(Position identification records)
□ □ □ □

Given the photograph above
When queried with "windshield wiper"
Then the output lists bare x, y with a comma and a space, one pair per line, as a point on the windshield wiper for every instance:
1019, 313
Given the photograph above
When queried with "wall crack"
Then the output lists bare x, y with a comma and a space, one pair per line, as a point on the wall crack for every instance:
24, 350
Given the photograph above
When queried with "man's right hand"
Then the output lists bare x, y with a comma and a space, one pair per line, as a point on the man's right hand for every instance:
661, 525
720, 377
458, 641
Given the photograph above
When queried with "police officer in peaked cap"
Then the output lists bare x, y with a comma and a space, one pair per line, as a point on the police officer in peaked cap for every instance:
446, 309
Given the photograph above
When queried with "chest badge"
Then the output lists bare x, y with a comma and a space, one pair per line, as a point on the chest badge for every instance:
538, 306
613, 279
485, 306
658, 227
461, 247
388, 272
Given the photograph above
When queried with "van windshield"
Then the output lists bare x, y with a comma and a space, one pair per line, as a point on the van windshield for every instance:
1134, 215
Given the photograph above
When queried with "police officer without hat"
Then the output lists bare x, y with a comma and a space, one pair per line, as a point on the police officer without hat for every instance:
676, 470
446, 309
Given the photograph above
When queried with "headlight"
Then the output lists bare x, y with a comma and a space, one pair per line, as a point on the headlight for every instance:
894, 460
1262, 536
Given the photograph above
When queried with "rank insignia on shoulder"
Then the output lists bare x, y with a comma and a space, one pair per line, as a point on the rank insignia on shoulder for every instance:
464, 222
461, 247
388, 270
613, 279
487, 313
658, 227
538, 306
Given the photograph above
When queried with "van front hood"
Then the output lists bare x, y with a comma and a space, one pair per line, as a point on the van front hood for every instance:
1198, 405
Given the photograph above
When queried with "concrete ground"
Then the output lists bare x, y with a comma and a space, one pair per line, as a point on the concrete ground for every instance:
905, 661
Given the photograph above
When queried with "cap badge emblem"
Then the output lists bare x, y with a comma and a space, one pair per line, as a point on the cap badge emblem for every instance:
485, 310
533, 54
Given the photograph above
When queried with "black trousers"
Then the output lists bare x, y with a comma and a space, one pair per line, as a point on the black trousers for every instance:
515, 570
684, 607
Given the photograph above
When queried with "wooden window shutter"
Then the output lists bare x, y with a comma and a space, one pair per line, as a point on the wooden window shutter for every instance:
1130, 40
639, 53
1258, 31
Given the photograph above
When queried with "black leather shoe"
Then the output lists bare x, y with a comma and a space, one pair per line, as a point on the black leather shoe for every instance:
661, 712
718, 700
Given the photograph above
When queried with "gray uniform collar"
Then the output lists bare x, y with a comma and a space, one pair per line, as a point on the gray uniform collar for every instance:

□ □ □ □

Return all of the above records exactly, leaving no line out.

Given the photograph above
When queried with "windshield wiper"
Then the output lists bare x, y with a comma and a space, one pair per line, as a point on the windshield wiper for every instance:
1019, 313
Given the photograph above
When queried with "wall crack"
Then the output lists bare x, y with a comma and a space, one pair per line, as a point on the wall crack for every instance:
24, 350
Given the photograph above
When queried with "man's right hand"
Then the output lists bare x, y with a comma and a space, one pair per line, as a point on the man's right hand for every instance:
661, 525
720, 377
458, 641
Given the photograph above
When queried with "police officer in peaked cap"
Then the output lists bare x, y with a comma and a space, one pair per line, as a point on the police officer in peaked cap for every instance:
446, 309
Given the photograph above
When queried with "chest badge"
Then the output lists bare x, y with a comma and a space, one pair per line, as a point on the chest badge for every instance:
538, 306
613, 279
485, 306
658, 227
461, 247
388, 272
Given the photograph above
When queried with "van windshield"
Then the output lists bare x, y with a comma and a space, one pair per line, as a point on the van windshield for every instance:
1134, 215
Given the photograph above
When queried with "police officer without hat"
Then the output lists bare x, y with a comma and a space, one pair per line, as a point on the police officer without hat for every instance:
676, 470
446, 309
Given the photograph above
When queried with "headlight"
Then the output lists bare x, y with a comma and a space, one pair per line, as a point on the headlight for every instance:
894, 460
1262, 536
Given the photograph above
When queried with "rank insignia on shoulder"
Then the output lists bare x, y with a comma and a space, one pair per line, as a point on the rank insignia on shoulder for every instance:
464, 222
461, 247
388, 270
613, 279
487, 313
658, 227
538, 306
Given the photograph above
When queried with "van front hood"
Then the output lists bare x, y with a comma and a space, one pair per line, as a point on the van front hood for every instance:
1198, 405
Given the photograph above
When queried with "concrete ground"
Then the output lists bare x, y with a comma and a space, one pair per line, as a point on the concrete ground for every instance:
905, 661
Given the photograph above
When queried with "cap badge emblem"
Then the output lists bare x, y with a comma and a space, one pair per line, as a point on the cap badge emblem for every instance:
485, 310
533, 54
Given the photograph above
When queried with "black trousers"
Then the output lists bare x, y with a comma and a space, one pair per line, as a point on the black trousers for every instance:
515, 570
684, 607
Given the photograph above
When queried with "wooden window shutter"
Then the output lists bare x, y with a comma and a space, one pair per line, as a point on the wooden window shutter for every instance:
1130, 40
639, 53
1258, 31
Given the photograph above
When queried with "black leather shoe"
Then the output lists bare x, y with a comma and a space, one pair per line, as a point on the black leather shoe for every instance:
661, 712
718, 700
Given the photograph above
When queried with "gray uniform collar"
Then the output lists bare x, y with a comma and a space, one pair per line, as a point on the gray uniform collar for every instance:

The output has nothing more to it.